Pictures are not part of the copy; repeat everything else in the records exactly.

**Given data:**
%%
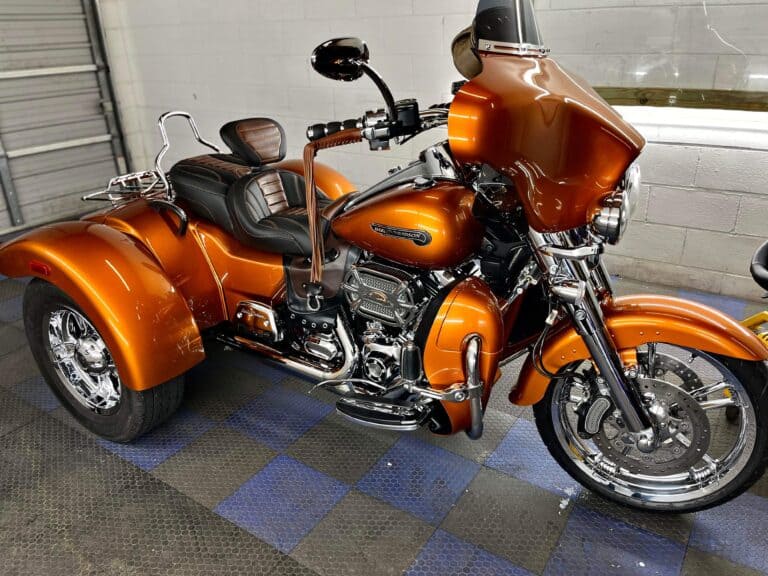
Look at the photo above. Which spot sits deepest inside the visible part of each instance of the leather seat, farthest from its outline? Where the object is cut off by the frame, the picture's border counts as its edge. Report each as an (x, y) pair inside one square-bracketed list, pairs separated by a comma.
[(263, 207)]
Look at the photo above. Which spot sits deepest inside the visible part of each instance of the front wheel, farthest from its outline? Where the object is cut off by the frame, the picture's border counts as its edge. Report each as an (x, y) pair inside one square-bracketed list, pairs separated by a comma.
[(79, 368), (709, 414)]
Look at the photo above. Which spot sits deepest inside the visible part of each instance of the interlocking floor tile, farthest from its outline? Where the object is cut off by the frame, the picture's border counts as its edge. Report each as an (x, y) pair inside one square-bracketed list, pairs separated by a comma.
[(217, 392), (266, 372), (283, 503), (737, 531), (446, 555), (214, 466), (699, 563), (17, 366), (36, 391), (596, 544), (523, 455), (70, 507), (342, 449), (154, 448), (11, 289), (11, 339), (10, 310), (279, 417), (673, 526), (496, 425), (287, 566), (420, 478), (14, 412), (363, 536), (510, 518)]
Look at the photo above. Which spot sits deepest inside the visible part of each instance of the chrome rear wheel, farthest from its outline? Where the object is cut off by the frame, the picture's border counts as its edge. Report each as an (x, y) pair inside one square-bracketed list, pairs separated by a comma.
[(82, 361), (705, 417)]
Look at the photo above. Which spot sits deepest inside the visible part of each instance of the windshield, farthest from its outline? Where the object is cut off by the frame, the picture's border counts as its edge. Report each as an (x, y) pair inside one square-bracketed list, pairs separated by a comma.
[(506, 22)]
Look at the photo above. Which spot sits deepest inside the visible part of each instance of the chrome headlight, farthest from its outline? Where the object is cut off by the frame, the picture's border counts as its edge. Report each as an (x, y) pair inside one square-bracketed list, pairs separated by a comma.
[(613, 219)]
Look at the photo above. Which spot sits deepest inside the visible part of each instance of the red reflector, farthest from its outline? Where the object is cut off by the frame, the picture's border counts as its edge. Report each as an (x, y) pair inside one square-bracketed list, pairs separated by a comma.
[(40, 268)]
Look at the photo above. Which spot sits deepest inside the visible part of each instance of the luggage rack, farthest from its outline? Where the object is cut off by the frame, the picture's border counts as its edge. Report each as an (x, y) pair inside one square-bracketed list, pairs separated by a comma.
[(150, 184)]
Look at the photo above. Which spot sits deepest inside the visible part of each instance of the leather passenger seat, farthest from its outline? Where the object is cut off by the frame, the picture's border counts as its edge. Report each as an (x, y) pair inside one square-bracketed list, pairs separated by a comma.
[(263, 207)]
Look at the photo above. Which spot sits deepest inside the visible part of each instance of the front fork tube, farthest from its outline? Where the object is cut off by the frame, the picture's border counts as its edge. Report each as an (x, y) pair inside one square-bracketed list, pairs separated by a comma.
[(589, 322)]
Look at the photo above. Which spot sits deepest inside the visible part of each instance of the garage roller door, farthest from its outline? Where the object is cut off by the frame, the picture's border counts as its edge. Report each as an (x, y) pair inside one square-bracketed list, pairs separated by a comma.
[(59, 138)]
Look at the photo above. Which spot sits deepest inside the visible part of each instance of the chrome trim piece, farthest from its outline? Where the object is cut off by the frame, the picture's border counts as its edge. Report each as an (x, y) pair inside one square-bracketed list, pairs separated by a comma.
[(513, 48)]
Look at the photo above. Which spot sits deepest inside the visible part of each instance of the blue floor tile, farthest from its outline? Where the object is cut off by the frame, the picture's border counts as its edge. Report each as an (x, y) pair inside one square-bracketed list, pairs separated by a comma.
[(283, 503), (151, 450), (523, 455), (279, 417), (732, 306), (419, 478), (446, 555), (10, 310), (737, 530), (36, 392), (595, 544)]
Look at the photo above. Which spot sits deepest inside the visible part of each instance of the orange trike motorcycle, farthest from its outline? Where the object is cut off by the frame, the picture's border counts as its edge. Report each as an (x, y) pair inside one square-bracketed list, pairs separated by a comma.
[(406, 299)]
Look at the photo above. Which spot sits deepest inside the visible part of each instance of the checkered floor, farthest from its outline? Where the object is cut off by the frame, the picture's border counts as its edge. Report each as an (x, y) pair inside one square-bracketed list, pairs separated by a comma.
[(255, 476)]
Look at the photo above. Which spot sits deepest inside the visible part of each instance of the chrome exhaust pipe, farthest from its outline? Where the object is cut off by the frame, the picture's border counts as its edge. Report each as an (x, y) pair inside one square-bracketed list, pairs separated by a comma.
[(475, 387), (305, 368)]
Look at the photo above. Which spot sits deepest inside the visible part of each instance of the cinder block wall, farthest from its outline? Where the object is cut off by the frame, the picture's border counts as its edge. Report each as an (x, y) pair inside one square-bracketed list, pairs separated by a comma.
[(705, 203)]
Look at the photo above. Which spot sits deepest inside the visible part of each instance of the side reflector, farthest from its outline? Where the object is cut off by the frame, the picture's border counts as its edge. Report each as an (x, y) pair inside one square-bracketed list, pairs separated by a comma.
[(39, 268)]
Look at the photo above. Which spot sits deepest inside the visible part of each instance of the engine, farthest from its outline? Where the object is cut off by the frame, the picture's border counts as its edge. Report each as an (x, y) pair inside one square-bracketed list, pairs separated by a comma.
[(384, 294)]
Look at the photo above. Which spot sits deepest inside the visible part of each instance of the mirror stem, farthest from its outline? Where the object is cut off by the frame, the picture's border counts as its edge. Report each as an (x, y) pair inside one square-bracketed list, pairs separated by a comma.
[(383, 88)]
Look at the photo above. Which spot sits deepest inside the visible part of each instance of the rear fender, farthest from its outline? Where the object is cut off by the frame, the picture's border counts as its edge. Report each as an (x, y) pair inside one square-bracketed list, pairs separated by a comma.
[(637, 320), (144, 320)]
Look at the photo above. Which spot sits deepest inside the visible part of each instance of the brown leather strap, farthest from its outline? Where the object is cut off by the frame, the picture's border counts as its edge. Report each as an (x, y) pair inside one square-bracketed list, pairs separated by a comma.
[(315, 229)]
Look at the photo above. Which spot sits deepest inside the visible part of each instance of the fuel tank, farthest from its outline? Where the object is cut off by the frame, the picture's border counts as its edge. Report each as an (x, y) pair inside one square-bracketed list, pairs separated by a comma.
[(429, 228)]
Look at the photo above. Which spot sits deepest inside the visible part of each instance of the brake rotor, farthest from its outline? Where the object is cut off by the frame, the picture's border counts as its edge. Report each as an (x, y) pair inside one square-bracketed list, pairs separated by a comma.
[(665, 365), (683, 426)]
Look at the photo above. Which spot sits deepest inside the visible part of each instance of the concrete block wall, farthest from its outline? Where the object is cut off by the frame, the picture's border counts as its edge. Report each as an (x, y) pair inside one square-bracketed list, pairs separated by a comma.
[(704, 206)]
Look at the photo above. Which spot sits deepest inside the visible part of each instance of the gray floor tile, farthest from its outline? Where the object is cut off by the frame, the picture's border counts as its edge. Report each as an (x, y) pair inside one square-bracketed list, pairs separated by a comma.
[(363, 536), (496, 426), (342, 449), (217, 392), (11, 339), (70, 507), (675, 527), (14, 412), (699, 563), (510, 518), (17, 366), (214, 465)]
%%
**Response below:**
Look at the photo above. Which spot sits deepest inside the visible part of each instance of the leather seat, farthest from its outline? Where the object is cut off by the frame, the picture's border counts as its edge. Report each as an (x, y) pair inside one square-bracketed list, pairs separated by a comma.
[(263, 207)]
Look at the photo above. Which spot sits deepest inside the visible part of each instance of the front wheel, farthest from its outline? Where the object is cut off by the frame, the picture's border counts as its edge. Report each as an (x, y) pair inside one square-bracketed list, pairs separated by a comma.
[(79, 368), (709, 414)]
Look at the photo above. Which spot sits deepest inside the visible part of each instance of the interlocking floor tile, farthest from its outline? Where the object is cut off by the frame, the picture's border counts as its edge. Report each as an (x, y) pair inside one square-bracketed list, pairs separated by a comma.
[(217, 392), (266, 372), (283, 503), (737, 531), (446, 555), (214, 466), (699, 563), (17, 366), (36, 391), (596, 544), (523, 455), (70, 507), (342, 449), (154, 448), (11, 289), (11, 339), (10, 310), (279, 417), (673, 526), (496, 425), (287, 566), (420, 478), (14, 412), (363, 536), (510, 518)]
Look at the photo above. Which spot sits deepest inside the visible part of each instance of the chrome rear wheel, farthest from its outline? Where the object is cut off by the frame, the picture's border counts as its edge. Report each as an (x, y) pair inside one square-bracketed list, pairs separated by a comma.
[(82, 361), (705, 417)]
Look at the photo above. Which spot sits deepest inside the visible part of each instance of the windshield, farthest from its outline? Where the object is cut off by the frame, the picture's border counts as its edge. Report each as an (x, y) pair inside one square-bracketed list, pairs separated by a comma.
[(506, 22)]
Look at the photo above. Which spot sits deepest inside the visible part of each instance of the chrome headlight, farthest from its outline? Where the object is cut off by the frame, the picture's border counts as its edge. Report each as an (x, y) pair inside one square-bracketed list, pairs separated by a comma.
[(613, 219)]
Look at the photo above. Which spot sits deepest inside the visible part of each instance of the red reflector, farthest from its outline? Where the object is cut off by the frame, the picture's border counts as its edge. Report each as an (x, y) pair inside one square-bracketed list, pairs separated by a comma.
[(40, 268)]
Look at the photo above. Which spot sits deepest inside the visible part of each instance of the luggage rack, farthest from its outline? Where the object is cut off by the frame, the picture's border counts as its edge. Report each as an (x, y) pair inside one square-bracketed list, pairs separated by a comma.
[(150, 184)]
Look at the photo above. Which spot sits deepest inside the visible part of each instance of the leather passenger seat, farthest from its outline? Where the object is cut off by the frame, the picture's border counts as its edge. Report each as an (x, y) pair inside one square-bracketed list, pairs separated by a comma.
[(263, 207)]
Look at the photo above. Which spot sits deepest inside the visible part of each instance of the front fork tube, farthest from its outline? Where the object is cut off by the frame, the picture's border counts as its edge. Report each as an (x, y) pair inside one square-bracketed list, pairs separated by a comma.
[(589, 322)]
Look at the photo above. Which spot sits deepest inside the visible part of each instance of the garage roller door, farthest from its outline? Where the object is cut off by the frame, the picture's border counts as its edge. Report each as an (x, y) pair inside one square-bracketed list, pairs separated by a comma.
[(59, 138)]
Look at the photo above. Which spot sits deepest inside the visible part of each instance of the chrome trim piece, farthest from its outline? Where the object is cut off by the frame, the picture's border counts as its edge. Report each as an (x, y) pair inside one square-bracketed list, pairs separated by a comma.
[(513, 48)]
Look at the photo above. Which spot sits deepest inside the visible part of each instance of the blue floor tile, farthest from its outline? Where the object is cut off by the frame, the picture's border counts as its edge. Report each as an (x, y) pair inside one square-bracketed list, pairs separated by a comma.
[(283, 503), (151, 450), (523, 455), (279, 417), (732, 306), (419, 478), (446, 555), (10, 310), (737, 530), (36, 392), (595, 544)]
Look at the photo above. Which spot sits deepest inside the visible part of each instance of the orange trike motorcycle, farthest from its outline? Where the object is cut off by the frame, the picture's border counts as its edge. Report each as an (x, y) pair inside one square-bracketed list, pairs separated by a comma.
[(406, 299)]
Look at the photo above. Which spot sits deepest inside the visible part of each instance of the checkered floor, farthest from its outline? Where the object is cut off by the frame, the picture's border counts as its edge. Report each as an (x, y) pair inside one square-bracketed list, pairs separated by a comma.
[(255, 476)]
Look at the photo above. Which spot sits deepest inside the visible part of each instance of the chrome exhaust pipe, farthest from its outline? Where the object is cut off by the frame, the picture's border counts as its edge. Report each as an (x, y) pair inside one square-bracketed list, pairs separated by a comma.
[(475, 387), (305, 368)]
Look at the photo above. Which spot sits deepest inside the visible part of each instance of the cinder block wall, farthest from its outline? Where the object is cut off by the frame, the picture's border counts as its edge. Report each as an (x, y) pair inside one square-bracketed list, pairs separated by a comma.
[(705, 203)]
Look at the photo above. Which spot sits deepest inside the visible part of each instance of the side reflector, farthest from its outline? Where the object is cut off by the frame, the picture's border counts as its edge. Report each as an (x, y) pair inside one square-bracketed list, pairs separated by a comma.
[(39, 268)]
Look at the photo above. Which spot sits deepest inside the visible part of each instance of the engine, farthest from its outline? Where the object is cut off by the frame, the picture's border counts as its edge. Report each as an (x, y) pair inside one square-bracketed list, pairs separated by a comma.
[(384, 294)]
Look at the photo above. Which spot sits deepest inside the visible part of each instance of the mirror stem, farthest from its outline? Where the object is cut off by the frame, the picture's border counts as its edge. Report each as an (x, y) pair inside one square-bracketed list, pairs separated by a comma.
[(383, 88)]
Look at the photo above. Which spot sits deepest inside the visible part of each instance of the rear fender, farthest from its outline? Where the object is cut off by the frame, the picture's border counts as its edge. Report each as an (x, y) pair inside one square-bracketed list, pairs separated by a comma.
[(637, 320), (144, 320)]
Look at the photo above. Which spot sits deepest inside the visible part of each instance of the brown leather strap, farthest from its outline? Where the object is cut off by the frame, the picture's border counts as its edge. Report each as an (x, y) pair inside one square-bracketed list, pairs separated by a comma.
[(315, 229)]
Look at the photo above. Which spot sits deepest inside the visible part of each instance of the fuel tank, farthest from its outline? Where the object is cut off by the frame, the picture's border counts as its edge. Report each as an (x, y) pair inside one square-bracketed list, pairs separated by a comma.
[(429, 228)]
Look at the photo above. Which spot sits deepest inside the visible part of each instance of the brake rotor, farthest from its outline? Where the object is cut off by the frame, the picture's border counts as its edge. Report each as an (x, y) pair inside one square-bracketed list, pairs separated by a comma.
[(665, 365), (683, 426)]
Look at the photo above. Which spot sits deepest inside the visible part of each instance of the concrete block wall, farthest from its outline? Where the object is cut off by the frame, the picture's border counts as its edge. Report each as an (x, y) pair inside one square-bracketed list, pairs separated by a comma.
[(704, 206)]
Look at the photo above. Which spot sits deepest inside the visible part of each instance of the gray floor tile, farthest from its outline? Where the object is cut off by the frame, the picture's border counts as its edge. Report each as an (x, y) pair inside one square-bracketed list, pairs separated by a comma.
[(363, 536), (496, 426), (342, 449), (217, 392), (11, 339), (70, 507), (675, 527), (14, 412), (699, 563), (510, 518), (17, 366), (214, 465)]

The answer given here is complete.